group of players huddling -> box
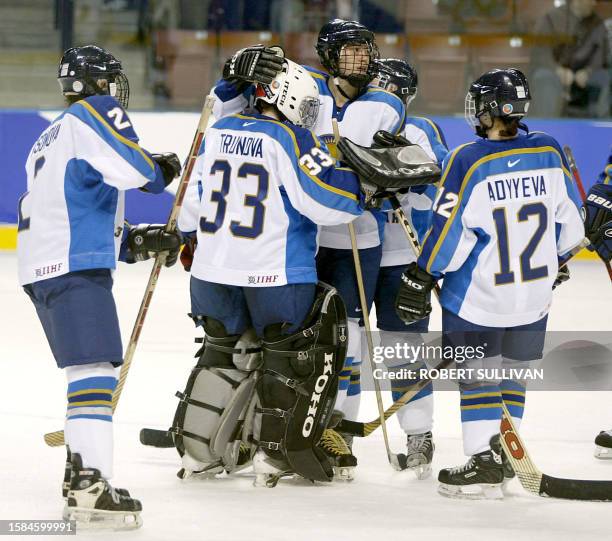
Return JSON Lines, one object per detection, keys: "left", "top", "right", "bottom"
{"left": 16, "top": 17, "right": 612, "bottom": 530}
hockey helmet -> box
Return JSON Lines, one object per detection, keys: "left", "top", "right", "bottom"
{"left": 58, "top": 45, "right": 130, "bottom": 108}
{"left": 315, "top": 19, "right": 379, "bottom": 88}
{"left": 373, "top": 58, "right": 418, "bottom": 106}
{"left": 255, "top": 59, "right": 320, "bottom": 129}
{"left": 465, "top": 68, "right": 530, "bottom": 134}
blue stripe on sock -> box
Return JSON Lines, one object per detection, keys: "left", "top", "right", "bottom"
{"left": 67, "top": 376, "right": 117, "bottom": 394}
{"left": 67, "top": 414, "right": 113, "bottom": 422}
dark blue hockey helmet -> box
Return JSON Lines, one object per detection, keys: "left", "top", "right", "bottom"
{"left": 465, "top": 68, "right": 530, "bottom": 135}
{"left": 373, "top": 58, "right": 418, "bottom": 106}
{"left": 58, "top": 45, "right": 130, "bottom": 108}
{"left": 315, "top": 19, "right": 379, "bottom": 88}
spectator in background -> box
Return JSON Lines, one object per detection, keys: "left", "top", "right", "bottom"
{"left": 531, "top": 0, "right": 609, "bottom": 118}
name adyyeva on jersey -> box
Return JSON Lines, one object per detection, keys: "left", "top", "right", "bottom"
{"left": 488, "top": 174, "right": 547, "bottom": 202}
{"left": 219, "top": 132, "right": 263, "bottom": 158}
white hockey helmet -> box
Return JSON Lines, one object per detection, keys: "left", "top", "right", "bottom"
{"left": 255, "top": 58, "right": 320, "bottom": 129}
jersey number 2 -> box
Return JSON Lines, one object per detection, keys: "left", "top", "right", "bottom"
{"left": 493, "top": 202, "right": 549, "bottom": 285}
{"left": 199, "top": 160, "right": 269, "bottom": 239}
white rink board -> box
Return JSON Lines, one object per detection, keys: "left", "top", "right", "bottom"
{"left": 1, "top": 252, "right": 611, "bottom": 541}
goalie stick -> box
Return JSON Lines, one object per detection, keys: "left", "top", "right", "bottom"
{"left": 563, "top": 145, "right": 612, "bottom": 282}
{"left": 43, "top": 95, "right": 217, "bottom": 447}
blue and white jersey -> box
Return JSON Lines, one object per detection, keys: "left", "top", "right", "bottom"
{"left": 417, "top": 132, "right": 584, "bottom": 327}
{"left": 213, "top": 68, "right": 405, "bottom": 249}
{"left": 381, "top": 116, "right": 448, "bottom": 267}
{"left": 178, "top": 112, "right": 363, "bottom": 287}
{"left": 17, "top": 95, "right": 166, "bottom": 286}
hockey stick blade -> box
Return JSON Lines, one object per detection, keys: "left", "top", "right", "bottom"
{"left": 500, "top": 403, "right": 612, "bottom": 501}
{"left": 140, "top": 428, "right": 174, "bottom": 448}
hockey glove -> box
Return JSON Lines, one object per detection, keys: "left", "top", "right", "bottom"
{"left": 127, "top": 224, "right": 181, "bottom": 267}
{"left": 152, "top": 152, "right": 182, "bottom": 187}
{"left": 552, "top": 264, "right": 570, "bottom": 290}
{"left": 395, "top": 262, "right": 435, "bottom": 324}
{"left": 583, "top": 183, "right": 612, "bottom": 262}
{"left": 222, "top": 45, "right": 284, "bottom": 85}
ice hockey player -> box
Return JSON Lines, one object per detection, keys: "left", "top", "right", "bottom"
{"left": 175, "top": 57, "right": 365, "bottom": 487}
{"left": 204, "top": 20, "right": 406, "bottom": 474}
{"left": 394, "top": 68, "right": 585, "bottom": 499}
{"left": 17, "top": 45, "right": 182, "bottom": 528}
{"left": 589, "top": 149, "right": 612, "bottom": 458}
{"left": 370, "top": 58, "right": 447, "bottom": 479}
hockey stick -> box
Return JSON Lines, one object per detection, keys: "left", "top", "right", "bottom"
{"left": 337, "top": 194, "right": 448, "bottom": 438}
{"left": 500, "top": 402, "right": 612, "bottom": 501}
{"left": 331, "top": 119, "right": 405, "bottom": 469}
{"left": 43, "top": 96, "right": 216, "bottom": 447}
{"left": 563, "top": 145, "right": 612, "bottom": 282}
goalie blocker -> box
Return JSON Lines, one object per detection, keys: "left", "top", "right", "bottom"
{"left": 169, "top": 282, "right": 348, "bottom": 483}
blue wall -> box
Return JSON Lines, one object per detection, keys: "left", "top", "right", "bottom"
{"left": 1, "top": 111, "right": 609, "bottom": 225}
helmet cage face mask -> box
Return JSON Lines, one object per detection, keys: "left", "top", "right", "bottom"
{"left": 256, "top": 59, "right": 320, "bottom": 129}
{"left": 374, "top": 60, "right": 418, "bottom": 106}
{"left": 464, "top": 70, "right": 531, "bottom": 135}
{"left": 58, "top": 46, "right": 130, "bottom": 109}
{"left": 335, "top": 40, "right": 379, "bottom": 87}
{"left": 316, "top": 21, "right": 379, "bottom": 87}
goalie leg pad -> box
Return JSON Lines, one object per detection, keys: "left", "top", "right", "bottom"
{"left": 257, "top": 283, "right": 348, "bottom": 482}
{"left": 171, "top": 319, "right": 261, "bottom": 472}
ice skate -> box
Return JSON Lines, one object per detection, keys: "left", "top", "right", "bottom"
{"left": 252, "top": 449, "right": 294, "bottom": 488}
{"left": 63, "top": 453, "right": 142, "bottom": 530}
{"left": 318, "top": 428, "right": 357, "bottom": 481}
{"left": 594, "top": 430, "right": 612, "bottom": 459}
{"left": 62, "top": 448, "right": 130, "bottom": 499}
{"left": 438, "top": 444, "right": 504, "bottom": 500}
{"left": 404, "top": 431, "right": 434, "bottom": 480}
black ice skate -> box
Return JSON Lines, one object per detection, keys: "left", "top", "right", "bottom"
{"left": 318, "top": 428, "right": 357, "bottom": 481}
{"left": 405, "top": 431, "right": 434, "bottom": 480}
{"left": 62, "top": 447, "right": 129, "bottom": 499}
{"left": 594, "top": 429, "right": 612, "bottom": 459}
{"left": 63, "top": 453, "right": 142, "bottom": 530}
{"left": 438, "top": 443, "right": 504, "bottom": 500}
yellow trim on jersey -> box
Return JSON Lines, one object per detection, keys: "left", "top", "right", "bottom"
{"left": 604, "top": 164, "right": 611, "bottom": 185}
{"left": 306, "top": 70, "right": 327, "bottom": 80}
{"left": 0, "top": 225, "right": 17, "bottom": 250}
{"left": 68, "top": 389, "right": 113, "bottom": 398}
{"left": 233, "top": 113, "right": 358, "bottom": 201}
{"left": 78, "top": 101, "right": 155, "bottom": 170}
{"left": 425, "top": 145, "right": 570, "bottom": 273}
{"left": 412, "top": 116, "right": 443, "bottom": 145}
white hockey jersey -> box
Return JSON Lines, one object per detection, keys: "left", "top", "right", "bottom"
{"left": 418, "top": 132, "right": 585, "bottom": 327}
{"left": 380, "top": 116, "right": 448, "bottom": 267}
{"left": 178, "top": 112, "right": 363, "bottom": 287}
{"left": 213, "top": 68, "right": 406, "bottom": 249}
{"left": 17, "top": 95, "right": 166, "bottom": 286}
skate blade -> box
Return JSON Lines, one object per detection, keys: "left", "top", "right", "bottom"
{"left": 63, "top": 506, "right": 142, "bottom": 531}
{"left": 253, "top": 471, "right": 294, "bottom": 488}
{"left": 594, "top": 446, "right": 612, "bottom": 459}
{"left": 438, "top": 482, "right": 504, "bottom": 500}
{"left": 407, "top": 461, "right": 432, "bottom": 480}
{"left": 333, "top": 465, "right": 355, "bottom": 482}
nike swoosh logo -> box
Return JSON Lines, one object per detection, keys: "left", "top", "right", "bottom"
{"left": 243, "top": 122, "right": 256, "bottom": 127}
{"left": 507, "top": 159, "right": 520, "bottom": 167}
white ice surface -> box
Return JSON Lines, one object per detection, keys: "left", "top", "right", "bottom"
{"left": 1, "top": 253, "right": 611, "bottom": 541}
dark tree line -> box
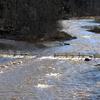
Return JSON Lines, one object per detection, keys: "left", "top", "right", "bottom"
{"left": 0, "top": 0, "right": 63, "bottom": 41}
{"left": 62, "top": 0, "right": 100, "bottom": 17}
{"left": 0, "top": 0, "right": 100, "bottom": 41}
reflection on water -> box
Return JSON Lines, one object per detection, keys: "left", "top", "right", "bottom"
{"left": 36, "top": 84, "right": 52, "bottom": 89}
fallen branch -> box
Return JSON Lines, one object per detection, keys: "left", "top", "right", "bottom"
{"left": 54, "top": 53, "right": 100, "bottom": 58}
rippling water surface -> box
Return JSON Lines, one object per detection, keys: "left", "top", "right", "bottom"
{"left": 0, "top": 19, "right": 100, "bottom": 100}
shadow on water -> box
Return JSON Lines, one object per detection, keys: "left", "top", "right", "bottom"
{"left": 0, "top": 43, "right": 16, "bottom": 64}
{"left": 0, "top": 43, "right": 17, "bottom": 50}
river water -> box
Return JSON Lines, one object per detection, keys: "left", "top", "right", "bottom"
{"left": 0, "top": 19, "right": 100, "bottom": 100}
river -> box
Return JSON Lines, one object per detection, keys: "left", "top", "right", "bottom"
{"left": 0, "top": 19, "right": 100, "bottom": 100}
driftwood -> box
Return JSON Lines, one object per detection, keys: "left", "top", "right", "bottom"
{"left": 54, "top": 53, "right": 100, "bottom": 58}
{"left": 0, "top": 52, "right": 34, "bottom": 59}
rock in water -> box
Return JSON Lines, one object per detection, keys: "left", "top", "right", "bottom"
{"left": 84, "top": 58, "right": 91, "bottom": 61}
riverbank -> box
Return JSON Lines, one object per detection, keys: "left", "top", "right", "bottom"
{"left": 0, "top": 29, "right": 76, "bottom": 43}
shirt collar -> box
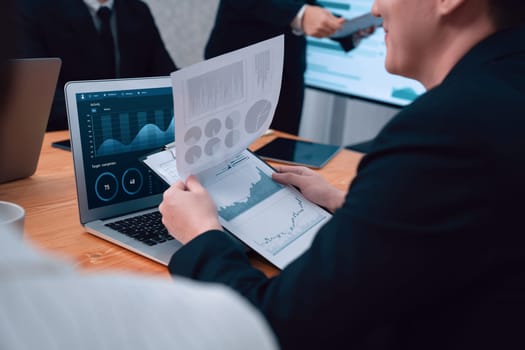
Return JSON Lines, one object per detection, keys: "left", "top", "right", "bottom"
{"left": 84, "top": 0, "right": 114, "bottom": 12}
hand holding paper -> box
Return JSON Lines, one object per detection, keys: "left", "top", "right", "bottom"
{"left": 144, "top": 36, "right": 332, "bottom": 269}
{"left": 159, "top": 176, "right": 222, "bottom": 244}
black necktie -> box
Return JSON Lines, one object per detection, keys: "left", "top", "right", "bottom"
{"left": 97, "top": 6, "right": 116, "bottom": 78}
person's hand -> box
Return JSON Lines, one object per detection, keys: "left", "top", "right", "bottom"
{"left": 272, "top": 165, "right": 346, "bottom": 212}
{"left": 302, "top": 5, "right": 344, "bottom": 38}
{"left": 159, "top": 176, "right": 222, "bottom": 244}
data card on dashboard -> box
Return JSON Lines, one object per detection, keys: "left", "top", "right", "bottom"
{"left": 142, "top": 148, "right": 331, "bottom": 269}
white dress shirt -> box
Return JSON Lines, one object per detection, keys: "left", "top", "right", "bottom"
{"left": 290, "top": 5, "right": 307, "bottom": 35}
{"left": 83, "top": 0, "right": 120, "bottom": 76}
{"left": 0, "top": 227, "right": 278, "bottom": 350}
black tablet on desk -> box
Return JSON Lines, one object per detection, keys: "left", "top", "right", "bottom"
{"left": 255, "top": 138, "right": 341, "bottom": 169}
{"left": 51, "top": 139, "right": 71, "bottom": 151}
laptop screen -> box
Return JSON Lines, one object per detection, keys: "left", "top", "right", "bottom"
{"left": 75, "top": 86, "right": 173, "bottom": 210}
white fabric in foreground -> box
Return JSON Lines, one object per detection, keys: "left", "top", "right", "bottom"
{"left": 0, "top": 227, "right": 278, "bottom": 350}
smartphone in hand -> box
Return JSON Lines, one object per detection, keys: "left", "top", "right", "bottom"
{"left": 331, "top": 12, "right": 383, "bottom": 39}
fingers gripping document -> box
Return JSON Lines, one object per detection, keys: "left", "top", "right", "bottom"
{"left": 142, "top": 36, "right": 332, "bottom": 269}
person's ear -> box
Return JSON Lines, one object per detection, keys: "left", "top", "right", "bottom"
{"left": 436, "top": 0, "right": 466, "bottom": 16}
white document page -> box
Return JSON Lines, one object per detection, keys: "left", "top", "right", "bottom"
{"left": 142, "top": 146, "right": 180, "bottom": 185}
{"left": 171, "top": 35, "right": 284, "bottom": 180}
{"left": 197, "top": 150, "right": 332, "bottom": 269}
{"left": 143, "top": 148, "right": 332, "bottom": 269}
{"left": 143, "top": 35, "right": 332, "bottom": 269}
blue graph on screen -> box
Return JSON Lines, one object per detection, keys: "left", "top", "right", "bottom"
{"left": 93, "top": 109, "right": 174, "bottom": 157}
{"left": 218, "top": 167, "right": 283, "bottom": 221}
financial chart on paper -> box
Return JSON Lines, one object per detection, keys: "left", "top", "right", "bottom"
{"left": 249, "top": 192, "right": 328, "bottom": 255}
{"left": 203, "top": 152, "right": 329, "bottom": 256}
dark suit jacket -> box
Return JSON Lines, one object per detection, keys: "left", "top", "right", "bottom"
{"left": 170, "top": 26, "right": 525, "bottom": 350}
{"left": 17, "top": 0, "right": 176, "bottom": 131}
{"left": 205, "top": 0, "right": 317, "bottom": 135}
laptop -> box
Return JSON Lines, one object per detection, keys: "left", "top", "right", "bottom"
{"left": 0, "top": 58, "right": 61, "bottom": 183}
{"left": 65, "top": 77, "right": 182, "bottom": 265}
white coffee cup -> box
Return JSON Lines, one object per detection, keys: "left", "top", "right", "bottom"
{"left": 0, "top": 201, "right": 25, "bottom": 235}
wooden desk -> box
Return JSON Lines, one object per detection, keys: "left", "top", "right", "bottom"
{"left": 0, "top": 130, "right": 363, "bottom": 278}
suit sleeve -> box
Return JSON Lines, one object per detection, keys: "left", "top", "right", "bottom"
{"left": 168, "top": 92, "right": 511, "bottom": 348}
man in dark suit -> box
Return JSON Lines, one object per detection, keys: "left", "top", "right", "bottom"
{"left": 205, "top": 1, "right": 345, "bottom": 135}
{"left": 159, "top": 0, "right": 525, "bottom": 348}
{"left": 16, "top": 0, "right": 177, "bottom": 131}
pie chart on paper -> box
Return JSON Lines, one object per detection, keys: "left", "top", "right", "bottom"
{"left": 204, "top": 137, "right": 221, "bottom": 156}
{"left": 184, "top": 126, "right": 202, "bottom": 146}
{"left": 245, "top": 99, "right": 272, "bottom": 133}
{"left": 225, "top": 130, "right": 240, "bottom": 148}
{"left": 225, "top": 110, "right": 241, "bottom": 129}
{"left": 205, "top": 118, "right": 222, "bottom": 137}
{"left": 185, "top": 145, "right": 202, "bottom": 164}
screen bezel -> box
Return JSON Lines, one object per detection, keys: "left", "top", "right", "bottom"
════════
Find and copy each line of the material that holds the word "stick".

goalie stick -> box
hockey stick blade -> box
hockey stick -> box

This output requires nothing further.